Prompt
Nothing but the pictures should be dropped when the records are transcribed word for word.
==== Materials provided ====
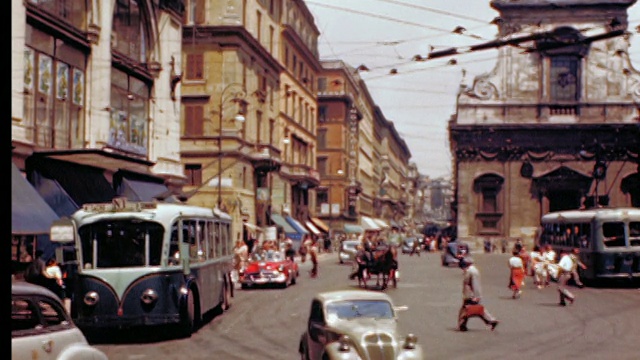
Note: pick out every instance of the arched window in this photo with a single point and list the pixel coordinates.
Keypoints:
(489, 188)
(131, 83)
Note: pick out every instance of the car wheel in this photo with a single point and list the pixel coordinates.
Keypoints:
(189, 316)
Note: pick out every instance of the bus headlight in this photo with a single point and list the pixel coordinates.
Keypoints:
(91, 298)
(149, 296)
(344, 343)
(410, 341)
====
Written response
Note: pick out every instance of the arched window in this photo with a single point and list the pixel coordinates.
Keypoints:
(489, 188)
(131, 83)
Note: pick out every instance of the car wheel in this photo with a single point and list the pixel coordinates.
Keypoints:
(189, 316)
Note: pick out every instance of the bus headlight in this photo with a single point and list the pixel coordinates.
Keypoints:
(91, 298)
(149, 296)
(344, 343)
(410, 341)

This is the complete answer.